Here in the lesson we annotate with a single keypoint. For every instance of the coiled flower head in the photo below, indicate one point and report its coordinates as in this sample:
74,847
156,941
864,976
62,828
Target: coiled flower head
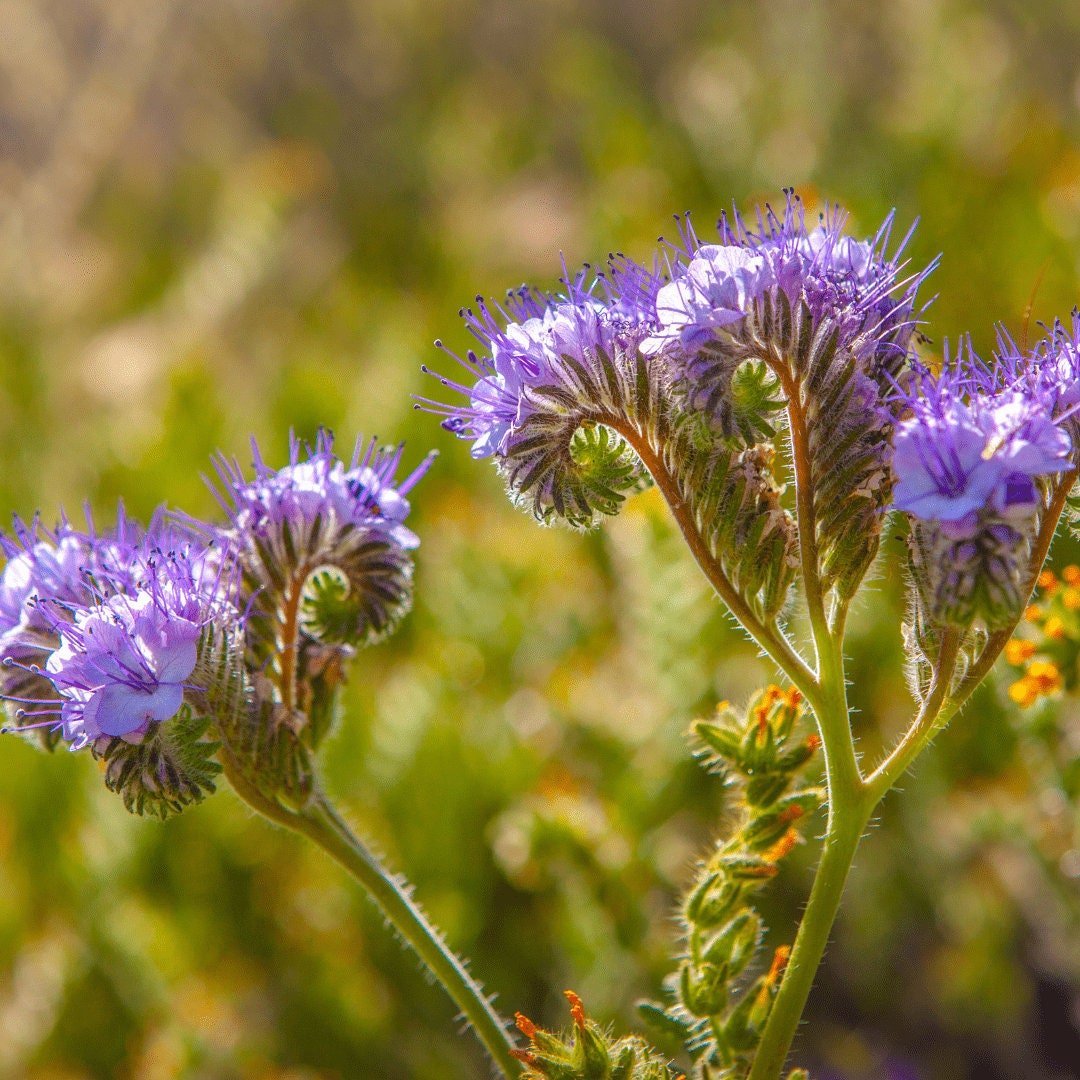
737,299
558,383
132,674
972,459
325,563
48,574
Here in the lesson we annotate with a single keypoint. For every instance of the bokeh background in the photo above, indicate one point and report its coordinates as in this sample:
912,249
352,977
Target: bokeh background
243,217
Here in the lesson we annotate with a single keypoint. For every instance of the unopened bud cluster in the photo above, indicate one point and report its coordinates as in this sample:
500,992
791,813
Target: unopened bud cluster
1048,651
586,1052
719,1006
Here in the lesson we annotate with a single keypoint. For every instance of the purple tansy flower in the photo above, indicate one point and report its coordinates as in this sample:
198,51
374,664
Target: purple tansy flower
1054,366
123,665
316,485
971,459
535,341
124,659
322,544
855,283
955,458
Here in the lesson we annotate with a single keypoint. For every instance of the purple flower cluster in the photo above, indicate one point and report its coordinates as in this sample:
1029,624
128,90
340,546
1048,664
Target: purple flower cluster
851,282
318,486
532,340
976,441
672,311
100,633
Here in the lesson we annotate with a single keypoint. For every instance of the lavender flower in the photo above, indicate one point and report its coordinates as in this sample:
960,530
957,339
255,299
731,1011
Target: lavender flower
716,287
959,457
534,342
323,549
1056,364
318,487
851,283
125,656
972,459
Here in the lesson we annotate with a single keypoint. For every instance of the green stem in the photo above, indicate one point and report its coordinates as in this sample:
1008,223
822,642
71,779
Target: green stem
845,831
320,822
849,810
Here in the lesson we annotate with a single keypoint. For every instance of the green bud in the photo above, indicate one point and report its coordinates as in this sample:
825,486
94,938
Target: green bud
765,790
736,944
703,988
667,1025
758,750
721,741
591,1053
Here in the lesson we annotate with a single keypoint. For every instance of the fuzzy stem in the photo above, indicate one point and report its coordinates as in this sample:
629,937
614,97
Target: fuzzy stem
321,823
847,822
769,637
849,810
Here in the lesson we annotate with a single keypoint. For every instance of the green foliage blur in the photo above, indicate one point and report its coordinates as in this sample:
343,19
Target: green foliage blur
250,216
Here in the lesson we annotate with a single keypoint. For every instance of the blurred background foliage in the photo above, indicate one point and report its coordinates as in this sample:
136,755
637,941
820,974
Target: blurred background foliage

■ ■ ■

* Stated problem
Write out again every line above exactly as given; the pictures do not belong in the copy.

* Final answer
Here in the lesson we annotate with a single keypoint. For every instance of the coiled flower head in the photo below, indicate one point and report its coordinates as in this sample:
74,847
156,941
864,976
62,828
Target: coiled flower head
737,299
558,383
132,674
972,459
325,563
48,574
Here in the lesson we annotate with a single keypoint. For every instance of the bokeh background in the photo above, indicate one point and report its coordinates as in this sample:
912,249
352,977
Target: bokeh background
243,217
Here in the lesson we annotate with a single keypoint. For every instance of the unopened bud cluster in the photo above, indicate one point and report its coordinates as in this sample:
500,992
791,813
Target: unopened bud cluster
1048,651
586,1052
719,1006
Here in the lesson we annotate with a single keypoint. For every instance of the purple tansy flower in the photo above, indicate one point and report its coordinates as in this sample:
198,51
374,664
Target: purple tansy flower
1054,366
123,665
316,485
971,459
535,341
124,659
322,544
855,283
955,458
Here in the lesson we annotate with a single keypoint. For every instance of the purple flower cluster in the photo above, indicate one point and report its coordinates as in this sample:
1029,624
128,90
340,546
1048,664
Target: purple flower cluster
851,282
318,486
532,340
976,441
672,311
100,633
Here in the lesson we annotate with a single keypoint. For every instance of the lavender flower in the photo above, indicate one point and report its coordinates as in this sample:
960,530
957,339
255,299
731,1011
Target: lavender flower
716,287
959,457
534,342
323,549
1056,364
318,487
851,283
125,656
972,459
Here in the lesson we annotate with a single keypoint. For every instance of the green stem in the photo above, indicate one point and report its coordinates as in this sample:
1008,223
822,642
71,779
Target: green stem
845,831
320,822
849,810
Here in the lesson we annotate with a single keypoint. For every instance of the green bud in the photo above, indicate one point and report its coordinates as in this sample:
825,486
94,938
Target: green bud
765,790
736,944
703,988
667,1025
758,750
721,741
591,1053
Here in the lesson we annotate with a single keypoint. For every instance of the fuzzy stem in the photo above, indicate one point and report its coordinates as in this sample:
629,937
614,97
Target: fuzzy stem
321,823
847,822
769,637
849,810
Here in the lesson we annotate with a single keypoint. For every instance of the green foliage blur in the photo above, indicate one point and report its coordinates as in this sample:
343,19
Target: green foliage blur
250,216
Here in the lesson we annotate with a single keypoint. For every instance of the blurred background foliage in the photo above, indicate one point and report its coordinates as in this sample:
136,755
637,941
820,974
Target: blurred background foliage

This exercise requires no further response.